**** Listed entries ****

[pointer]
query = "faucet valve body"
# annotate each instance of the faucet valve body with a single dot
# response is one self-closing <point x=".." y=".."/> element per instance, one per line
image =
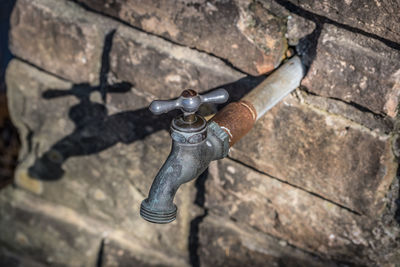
<point x="195" y="143"/>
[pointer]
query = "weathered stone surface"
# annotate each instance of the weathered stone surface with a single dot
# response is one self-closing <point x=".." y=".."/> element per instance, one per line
<point x="355" y="69"/>
<point x="163" y="69"/>
<point x="60" y="37"/>
<point x="322" y="153"/>
<point x="96" y="163"/>
<point x="337" y="107"/>
<point x="58" y="236"/>
<point x="277" y="208"/>
<point x="224" y="243"/>
<point x="380" y="17"/>
<point x="11" y="259"/>
<point x="243" y="32"/>
<point x="42" y="238"/>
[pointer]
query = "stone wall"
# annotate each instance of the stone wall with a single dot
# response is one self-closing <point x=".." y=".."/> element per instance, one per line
<point x="313" y="184"/>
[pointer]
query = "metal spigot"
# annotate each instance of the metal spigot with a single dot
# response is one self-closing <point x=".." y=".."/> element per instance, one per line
<point x="194" y="144"/>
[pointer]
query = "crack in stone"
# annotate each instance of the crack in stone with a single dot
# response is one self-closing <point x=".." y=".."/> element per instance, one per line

****

## Work to do
Skip every picture and transcribe the data above exactly.

## Output of the exercise
[pointer]
query = "faucet valve body"
# annotate each instance of the faucet valve body with a single dot
# response is one self-closing <point x=".." y=".."/> element per instance, one per line
image =
<point x="195" y="143"/>
[pointer]
query = "weathered stone surface"
# annotate each instance of the weathered stone surface with a single dot
# response is one self-closing <point x=".." y=".."/> element per instance, one per line
<point x="355" y="69"/>
<point x="163" y="69"/>
<point x="60" y="37"/>
<point x="322" y="153"/>
<point x="96" y="163"/>
<point x="337" y="107"/>
<point x="58" y="236"/>
<point x="277" y="208"/>
<point x="224" y="243"/>
<point x="380" y="17"/>
<point x="11" y="259"/>
<point x="243" y="32"/>
<point x="42" y="238"/>
[pointer]
query = "stone wall"
# annotate each instance of the stone wall with a single dot
# response is one self-closing <point x=".." y=".."/> element per instance, one per line
<point x="313" y="184"/>
[pointer]
query = "metal spigot"
# annotate each instance of the metal spigot with a single dot
# response is one self-closing <point x=".." y=".."/> element per instance, one per line
<point x="194" y="144"/>
[pointer]
query = "crack in stone"
# annotate each instance of the crack in stone with a single dot
# response is one self-closing <point x=".." y=".."/> element per instance, one per line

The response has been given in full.